▸ READING TEXT:
In everyday clinical practice, it has been observed that chronic inflammatory diseases like psoriasis occur earlier and more severely in overweight people. In addition, they are more difficult to treat in patients with obesity. Experts at Leipzig University Hospital therefore wanted to find out why chronic inflammatory diseases and chronic non-healing wounds occur more frequently in obese patients.
In a study recently published in the journal Theranostics, the scientists investigated how saturated fatty acids contribute to the increased occurrence of inflammation or disrupt wound healing. When the skin is inflamed or injured, danger molecules are released. “Our focus was on the danger molecule S100A9. S100A9, together with many saturated fatty acids, causes abnormal activation and differentiation of macrophages and ultimately leads to the fact that inflammatory reactions do not subside or skin injuries are not properly repaired,” explains study leader Dr Anja Saalbach, scientist and working group leader at the Department of Dermatology, Venerology and Allergology at Leipzig University Hospital. Macrophages are important cells to initially fight infection. Later, they help inflammation to subside and the tissue to be repaired.

▸ Stored records:
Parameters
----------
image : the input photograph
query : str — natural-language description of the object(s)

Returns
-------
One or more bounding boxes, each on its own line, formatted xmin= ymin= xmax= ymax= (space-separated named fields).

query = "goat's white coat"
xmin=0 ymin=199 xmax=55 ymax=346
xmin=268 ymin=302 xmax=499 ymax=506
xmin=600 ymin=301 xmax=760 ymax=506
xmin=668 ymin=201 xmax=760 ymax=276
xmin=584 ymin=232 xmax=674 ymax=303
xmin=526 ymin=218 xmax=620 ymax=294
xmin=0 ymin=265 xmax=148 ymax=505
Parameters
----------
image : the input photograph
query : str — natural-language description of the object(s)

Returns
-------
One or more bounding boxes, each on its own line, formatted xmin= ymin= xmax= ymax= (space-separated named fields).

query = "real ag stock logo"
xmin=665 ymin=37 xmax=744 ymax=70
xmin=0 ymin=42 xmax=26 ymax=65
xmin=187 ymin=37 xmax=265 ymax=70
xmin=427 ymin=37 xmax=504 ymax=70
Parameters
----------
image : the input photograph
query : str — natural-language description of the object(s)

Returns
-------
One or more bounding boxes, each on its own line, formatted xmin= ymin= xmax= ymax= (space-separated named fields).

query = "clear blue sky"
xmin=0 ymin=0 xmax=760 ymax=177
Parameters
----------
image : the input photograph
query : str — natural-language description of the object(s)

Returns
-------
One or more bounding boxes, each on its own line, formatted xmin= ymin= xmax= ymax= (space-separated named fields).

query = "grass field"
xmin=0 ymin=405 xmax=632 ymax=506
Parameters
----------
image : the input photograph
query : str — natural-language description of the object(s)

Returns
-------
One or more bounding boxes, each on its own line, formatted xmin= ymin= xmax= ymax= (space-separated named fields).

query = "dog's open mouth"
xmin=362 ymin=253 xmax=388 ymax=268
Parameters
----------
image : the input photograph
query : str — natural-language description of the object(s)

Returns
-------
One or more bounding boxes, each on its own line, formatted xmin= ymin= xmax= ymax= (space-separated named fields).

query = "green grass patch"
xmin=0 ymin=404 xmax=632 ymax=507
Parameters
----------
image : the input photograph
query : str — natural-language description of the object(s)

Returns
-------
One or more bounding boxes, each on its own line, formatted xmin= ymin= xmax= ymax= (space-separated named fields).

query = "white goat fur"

▸ WORK TASK 1:
Rewrite the passage on obesity and skin inflammation starting with "In a study recently" and going on through "to be repaired.", swapping "saturated fatty acids" for "lipids".
▸ WORK TASK 2:
According to the text on obesity and skin inflammation, why did experts at Leipzig University Hospital set out to study chronic inflammatory diseases in obese patients?
▸ WORK TASK 3:
In the text on obesity and skin inflammation, which journal published the study?

▸ ANSWER 1:
In a study recently published in the journal Theranostics, the scientists investigated how lipids contribute to the increased occurrence of inflammation or disrupt wound healing. When the skin is inflamed or injured, danger molecules are released. “Our focus was on the danger molecule S100A9. S100A9, together with many lipids, causes abnormal activation and differentiation of macrophages and ultimately leads to the fact that inflammatory reactions do not subside or skin injuries are not properly repaired,” explains study leader Dr Anja Saalbach, scientist and working group leader at the Department of Dermatology, Venerology and Allergology at Leipzig University Hospital. Macrophages are important cells to initially fight infection. Later, they help inflammation to subside and the tissue to be repaired.

▸ ANSWER 2:
In everyday clinical practice, chronic inflammatory diseases like psoriasis had been seen to occur earlier and more severely in overweight people. They are also harder to treat in patients with obesity. The experts therefore wanted to find out why these diseases and chronic non-healing wounds occur more often in obese patients.

▸ ANSWER 3:
Theranostics.